▶ [Problem]:
Select every line of the records that contains the word "black", and copy each of those lines.

Stored data entries:
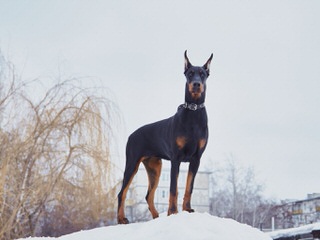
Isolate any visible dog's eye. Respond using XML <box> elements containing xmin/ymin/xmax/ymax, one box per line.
<box><xmin>200</xmin><ymin>72</ymin><xmax>205</xmax><ymax>79</ymax></box>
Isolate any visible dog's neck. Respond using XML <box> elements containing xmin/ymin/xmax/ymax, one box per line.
<box><xmin>179</xmin><ymin>102</ymin><xmax>205</xmax><ymax>111</ymax></box>
<box><xmin>184</xmin><ymin>85</ymin><xmax>206</xmax><ymax>105</ymax></box>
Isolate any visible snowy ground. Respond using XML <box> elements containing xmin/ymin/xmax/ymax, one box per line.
<box><xmin>269</xmin><ymin>223</ymin><xmax>320</xmax><ymax>239</ymax></box>
<box><xmin>19</xmin><ymin>212</ymin><xmax>272</xmax><ymax>240</ymax></box>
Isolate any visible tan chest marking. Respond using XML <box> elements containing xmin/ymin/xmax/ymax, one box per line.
<box><xmin>199</xmin><ymin>138</ymin><xmax>207</xmax><ymax>149</ymax></box>
<box><xmin>176</xmin><ymin>137</ymin><xmax>187</xmax><ymax>149</ymax></box>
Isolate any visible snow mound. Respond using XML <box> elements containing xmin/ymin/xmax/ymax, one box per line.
<box><xmin>20</xmin><ymin>212</ymin><xmax>272</xmax><ymax>240</ymax></box>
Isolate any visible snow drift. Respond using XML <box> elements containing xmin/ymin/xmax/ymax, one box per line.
<box><xmin>20</xmin><ymin>212</ymin><xmax>272</xmax><ymax>240</ymax></box>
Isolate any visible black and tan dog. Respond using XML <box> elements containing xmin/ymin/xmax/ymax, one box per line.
<box><xmin>118</xmin><ymin>51</ymin><xmax>212</xmax><ymax>224</ymax></box>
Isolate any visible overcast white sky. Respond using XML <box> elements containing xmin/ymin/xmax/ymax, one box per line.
<box><xmin>0</xmin><ymin>0</ymin><xmax>320</xmax><ymax>199</ymax></box>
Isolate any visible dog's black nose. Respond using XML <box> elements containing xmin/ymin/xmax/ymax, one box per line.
<box><xmin>193</xmin><ymin>82</ymin><xmax>200</xmax><ymax>88</ymax></box>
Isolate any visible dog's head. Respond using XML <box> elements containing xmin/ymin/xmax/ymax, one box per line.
<box><xmin>184</xmin><ymin>50</ymin><xmax>213</xmax><ymax>102</ymax></box>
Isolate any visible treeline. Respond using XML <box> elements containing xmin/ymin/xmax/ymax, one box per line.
<box><xmin>210</xmin><ymin>154</ymin><xmax>277</xmax><ymax>229</ymax></box>
<box><xmin>0</xmin><ymin>54</ymin><xmax>116</xmax><ymax>239</ymax></box>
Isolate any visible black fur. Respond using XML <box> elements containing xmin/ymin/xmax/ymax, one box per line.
<box><xmin>118</xmin><ymin>51</ymin><xmax>212</xmax><ymax>224</ymax></box>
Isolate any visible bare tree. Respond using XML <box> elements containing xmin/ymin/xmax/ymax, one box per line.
<box><xmin>211</xmin><ymin>154</ymin><xmax>272</xmax><ymax>227</ymax></box>
<box><xmin>0</xmin><ymin>52</ymin><xmax>116</xmax><ymax>239</ymax></box>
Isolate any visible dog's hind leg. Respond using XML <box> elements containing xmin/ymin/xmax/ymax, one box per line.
<box><xmin>118</xmin><ymin>158</ymin><xmax>145</xmax><ymax>224</ymax></box>
<box><xmin>143</xmin><ymin>157</ymin><xmax>162</xmax><ymax>218</ymax></box>
<box><xmin>182</xmin><ymin>160</ymin><xmax>200</xmax><ymax>212</ymax></box>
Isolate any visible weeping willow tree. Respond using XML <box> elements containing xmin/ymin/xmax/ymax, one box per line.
<box><xmin>0</xmin><ymin>53</ymin><xmax>116</xmax><ymax>239</ymax></box>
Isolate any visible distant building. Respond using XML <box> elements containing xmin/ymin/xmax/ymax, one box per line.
<box><xmin>276</xmin><ymin>193</ymin><xmax>320</xmax><ymax>228</ymax></box>
<box><xmin>126</xmin><ymin>166</ymin><xmax>211</xmax><ymax>221</ymax></box>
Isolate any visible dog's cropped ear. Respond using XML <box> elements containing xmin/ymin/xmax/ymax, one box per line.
<box><xmin>184</xmin><ymin>50</ymin><xmax>192</xmax><ymax>72</ymax></box>
<box><xmin>203</xmin><ymin>53</ymin><xmax>213</xmax><ymax>76</ymax></box>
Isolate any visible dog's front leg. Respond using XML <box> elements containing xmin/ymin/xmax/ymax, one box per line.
<box><xmin>182</xmin><ymin>159</ymin><xmax>200</xmax><ymax>212</ymax></box>
<box><xmin>168</xmin><ymin>160</ymin><xmax>180</xmax><ymax>215</ymax></box>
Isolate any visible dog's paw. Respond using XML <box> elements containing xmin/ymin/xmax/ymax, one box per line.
<box><xmin>184</xmin><ymin>208</ymin><xmax>194</xmax><ymax>213</ymax></box>
<box><xmin>118</xmin><ymin>218</ymin><xmax>129</xmax><ymax>224</ymax></box>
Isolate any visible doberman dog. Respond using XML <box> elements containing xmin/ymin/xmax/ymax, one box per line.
<box><xmin>118</xmin><ymin>51</ymin><xmax>213</xmax><ymax>224</ymax></box>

▶ [Answer to this task]:
Isolate any visible black and tan dog. Respond using XML <box> elements containing xmin/ymin/xmax/ymax, one box per line.
Isolate any visible dog's black nose. Respond using XML <box> elements containing xmin/ymin/xmax/ymax, one box per line.
Isolate any visible black fur. Respond using XML <box> elements containing xmin/ymin/xmax/ymax, one box per line.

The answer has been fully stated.